● Supplied information
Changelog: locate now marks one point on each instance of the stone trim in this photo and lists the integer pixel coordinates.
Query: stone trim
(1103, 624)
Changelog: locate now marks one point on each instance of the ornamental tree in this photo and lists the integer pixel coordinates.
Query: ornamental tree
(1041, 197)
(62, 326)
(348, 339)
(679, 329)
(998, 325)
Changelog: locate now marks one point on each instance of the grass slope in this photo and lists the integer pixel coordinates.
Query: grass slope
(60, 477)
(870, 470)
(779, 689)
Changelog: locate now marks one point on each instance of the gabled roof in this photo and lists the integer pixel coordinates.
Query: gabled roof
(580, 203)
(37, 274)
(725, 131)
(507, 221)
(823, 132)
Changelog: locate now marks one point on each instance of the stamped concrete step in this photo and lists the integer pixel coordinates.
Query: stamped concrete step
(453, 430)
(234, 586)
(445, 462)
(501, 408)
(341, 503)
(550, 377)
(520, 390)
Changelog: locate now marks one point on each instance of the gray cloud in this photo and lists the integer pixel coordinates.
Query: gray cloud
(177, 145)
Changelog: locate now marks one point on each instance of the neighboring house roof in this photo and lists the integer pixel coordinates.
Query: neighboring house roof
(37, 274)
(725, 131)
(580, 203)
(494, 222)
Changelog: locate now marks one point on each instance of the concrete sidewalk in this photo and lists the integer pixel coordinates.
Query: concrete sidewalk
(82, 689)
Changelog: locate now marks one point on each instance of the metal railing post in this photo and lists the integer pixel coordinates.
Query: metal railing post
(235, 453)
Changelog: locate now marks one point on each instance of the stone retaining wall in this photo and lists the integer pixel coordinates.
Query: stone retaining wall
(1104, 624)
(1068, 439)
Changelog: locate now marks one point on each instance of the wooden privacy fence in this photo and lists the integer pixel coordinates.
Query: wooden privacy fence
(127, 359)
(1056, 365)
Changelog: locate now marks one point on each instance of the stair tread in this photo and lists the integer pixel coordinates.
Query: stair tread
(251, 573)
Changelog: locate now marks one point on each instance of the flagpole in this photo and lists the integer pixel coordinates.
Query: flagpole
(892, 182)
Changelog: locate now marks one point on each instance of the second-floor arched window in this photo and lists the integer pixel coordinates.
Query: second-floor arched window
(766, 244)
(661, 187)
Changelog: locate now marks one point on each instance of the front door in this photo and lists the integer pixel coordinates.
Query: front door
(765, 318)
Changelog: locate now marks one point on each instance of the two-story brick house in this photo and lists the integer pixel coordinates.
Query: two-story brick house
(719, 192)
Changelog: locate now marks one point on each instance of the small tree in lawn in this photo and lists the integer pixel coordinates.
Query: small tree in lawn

● Description of the task
Reproduce every one of the lines above word for word.

● Worked answer
Changelog: locate now marks one point on each instance of the stone trim in this photo and lists the integer pixel coordinates.
Query: stone trim
(1103, 624)
Changelog: locate now marks one point on each instance of the ornamental tree in this photo and lists the integer pixel coordinates.
Query: ornamental tree
(1041, 197)
(62, 326)
(348, 339)
(679, 329)
(998, 325)
Changelog: locate now marks one point on each instance of the grass slope in this photo and lists the integer pixel coordinates.
Query: grass slope
(60, 477)
(870, 470)
(779, 689)
Changelog: locate now marks one point on each instance of the gabled roof in this photo and lists the integer pixel coordinates.
Query: gabled roof
(580, 203)
(37, 274)
(725, 131)
(507, 221)
(823, 132)
Changelog: locate now marks one point on each instance of the stamped concrete step in this photo and lists the integer pixel coordinates.
Query: stamped concrete step
(453, 430)
(234, 586)
(445, 462)
(501, 408)
(341, 503)
(550, 377)
(520, 390)
Changelog: locate now marks one point on each instance of the gray cloud in this photo and lists the integer pixel coordinates.
Query: gray cloud
(177, 145)
Changelog: locate now marks one point on each instance of the neighboring house roof in this photo and lists the integer pixel coordinates.
Query: neighboring house roof
(37, 274)
(725, 131)
(580, 203)
(494, 222)
Changelog: locate now marks one point on each instance of the concrete sidewalk in this photo and lists the integer pixel coordinates.
Query: concrete sidewalk
(82, 689)
Changelog: locate now marks one point on each instance of the metal railing post in this photo and lists the integer pixel coordinates.
Query: metal railing post
(235, 453)
Changelog: locate now marks one point on each instance of the stone retaining wall in this photo and lists the integer pixel coordinates.
Query: stone retaining wall
(1104, 624)
(1068, 439)
Changelog: locate now marks one point on each instance of the wooden privacy fence in this photo and lists the integer pixel coordinates.
Query: wooden privacy fence
(127, 359)
(1056, 365)
Changelog: locate now marks one point on each instance of the stair tread in this photo and lists the integer pixel coordinates.
Query: stair tread
(251, 573)
Changelog: locate now marks one point on each instance of the flagpole in this photo and lists the integer pixel coordinates.
Query: flagpole
(892, 182)
Changelog: locate now marks one point on each instance of the second-floor arched window in this photo and lists the integer pixel coordinates.
Query: second-floor arched window
(766, 244)
(661, 187)
Changelog: locate now marks one point on each instance of the front door in this photo and lists the integer pixel coordinates.
Query: front door
(765, 318)
Changelog: locate now marks one point on each instance of the two-story brick house in this photo and lists the integer pixel coordinates.
Query: two-story brick house
(719, 192)
Changelog: locate now marks one point on each instance of the small tree in lawn in this photo and lists the integer pixel coordinates.
Query: small tree in lawn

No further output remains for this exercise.